● **THE TASK**: State how many lines in the listing below contain the word "image", with case counting, and give only that number.

● **SOURCE DATA**:
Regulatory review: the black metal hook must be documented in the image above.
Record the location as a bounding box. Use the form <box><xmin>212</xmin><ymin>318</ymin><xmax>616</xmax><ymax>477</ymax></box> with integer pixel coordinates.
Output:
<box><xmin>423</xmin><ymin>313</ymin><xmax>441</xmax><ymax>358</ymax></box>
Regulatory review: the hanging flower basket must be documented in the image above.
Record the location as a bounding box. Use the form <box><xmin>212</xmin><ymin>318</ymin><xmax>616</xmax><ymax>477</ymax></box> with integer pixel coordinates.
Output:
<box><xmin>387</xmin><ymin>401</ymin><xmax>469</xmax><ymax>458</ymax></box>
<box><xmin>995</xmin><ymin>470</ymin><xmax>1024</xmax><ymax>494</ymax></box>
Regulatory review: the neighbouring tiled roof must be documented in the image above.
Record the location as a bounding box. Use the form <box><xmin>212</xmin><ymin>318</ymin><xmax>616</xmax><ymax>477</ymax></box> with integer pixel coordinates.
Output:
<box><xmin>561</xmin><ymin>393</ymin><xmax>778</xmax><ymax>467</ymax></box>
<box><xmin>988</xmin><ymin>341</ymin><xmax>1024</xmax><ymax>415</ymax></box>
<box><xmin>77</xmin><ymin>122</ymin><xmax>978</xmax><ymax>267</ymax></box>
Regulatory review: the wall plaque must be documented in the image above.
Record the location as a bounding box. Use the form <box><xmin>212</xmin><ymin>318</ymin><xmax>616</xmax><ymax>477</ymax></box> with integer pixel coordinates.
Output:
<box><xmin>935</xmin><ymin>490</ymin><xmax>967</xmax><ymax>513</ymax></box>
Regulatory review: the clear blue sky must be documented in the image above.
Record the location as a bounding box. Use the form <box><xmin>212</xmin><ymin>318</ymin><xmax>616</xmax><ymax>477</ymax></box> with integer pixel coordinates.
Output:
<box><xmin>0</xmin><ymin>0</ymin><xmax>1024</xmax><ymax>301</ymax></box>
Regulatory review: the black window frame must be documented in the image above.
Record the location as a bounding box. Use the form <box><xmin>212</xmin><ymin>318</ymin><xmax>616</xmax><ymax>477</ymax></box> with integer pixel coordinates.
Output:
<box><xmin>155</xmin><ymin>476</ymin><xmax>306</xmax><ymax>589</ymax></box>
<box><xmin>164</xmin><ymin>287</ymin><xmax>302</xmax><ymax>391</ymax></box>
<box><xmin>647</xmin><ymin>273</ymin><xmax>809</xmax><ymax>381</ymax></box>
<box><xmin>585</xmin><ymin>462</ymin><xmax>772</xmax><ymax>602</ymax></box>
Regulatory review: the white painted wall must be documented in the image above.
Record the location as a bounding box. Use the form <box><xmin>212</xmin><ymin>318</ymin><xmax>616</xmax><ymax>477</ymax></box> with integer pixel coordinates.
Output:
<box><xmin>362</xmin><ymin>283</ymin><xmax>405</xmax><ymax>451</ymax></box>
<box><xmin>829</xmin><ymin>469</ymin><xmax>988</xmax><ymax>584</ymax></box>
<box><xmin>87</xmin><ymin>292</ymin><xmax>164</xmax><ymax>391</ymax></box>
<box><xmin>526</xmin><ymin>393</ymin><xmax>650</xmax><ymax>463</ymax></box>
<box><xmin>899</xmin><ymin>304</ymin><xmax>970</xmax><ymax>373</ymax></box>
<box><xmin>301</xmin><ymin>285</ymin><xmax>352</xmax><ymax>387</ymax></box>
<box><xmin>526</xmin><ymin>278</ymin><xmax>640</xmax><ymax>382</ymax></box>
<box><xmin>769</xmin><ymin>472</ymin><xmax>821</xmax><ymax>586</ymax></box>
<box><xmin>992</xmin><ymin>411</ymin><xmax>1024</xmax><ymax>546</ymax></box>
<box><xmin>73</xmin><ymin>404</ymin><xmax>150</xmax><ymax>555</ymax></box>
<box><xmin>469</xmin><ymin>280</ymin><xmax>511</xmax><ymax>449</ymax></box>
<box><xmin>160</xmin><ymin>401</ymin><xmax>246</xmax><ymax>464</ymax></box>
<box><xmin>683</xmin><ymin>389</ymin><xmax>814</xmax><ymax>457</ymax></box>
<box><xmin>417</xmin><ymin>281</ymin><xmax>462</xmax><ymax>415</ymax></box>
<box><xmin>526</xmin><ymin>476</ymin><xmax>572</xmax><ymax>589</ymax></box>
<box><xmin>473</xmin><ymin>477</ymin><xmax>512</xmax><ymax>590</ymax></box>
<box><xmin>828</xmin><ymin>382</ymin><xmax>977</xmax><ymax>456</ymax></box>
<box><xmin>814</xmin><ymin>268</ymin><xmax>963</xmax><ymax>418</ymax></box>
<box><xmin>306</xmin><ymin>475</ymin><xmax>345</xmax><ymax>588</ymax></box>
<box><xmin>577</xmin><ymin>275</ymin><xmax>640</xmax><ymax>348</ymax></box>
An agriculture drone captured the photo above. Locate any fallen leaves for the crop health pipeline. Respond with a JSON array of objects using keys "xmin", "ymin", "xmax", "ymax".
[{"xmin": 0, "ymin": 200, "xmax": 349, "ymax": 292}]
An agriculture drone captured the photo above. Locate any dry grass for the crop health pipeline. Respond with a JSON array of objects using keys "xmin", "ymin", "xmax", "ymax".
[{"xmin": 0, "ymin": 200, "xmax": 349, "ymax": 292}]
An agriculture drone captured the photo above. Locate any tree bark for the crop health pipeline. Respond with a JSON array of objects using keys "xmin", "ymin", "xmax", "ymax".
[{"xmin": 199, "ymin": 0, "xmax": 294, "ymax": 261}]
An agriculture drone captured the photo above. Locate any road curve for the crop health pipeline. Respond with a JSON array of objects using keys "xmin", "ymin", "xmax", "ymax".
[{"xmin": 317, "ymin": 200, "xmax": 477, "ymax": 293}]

● **THE RESPONSE**: 7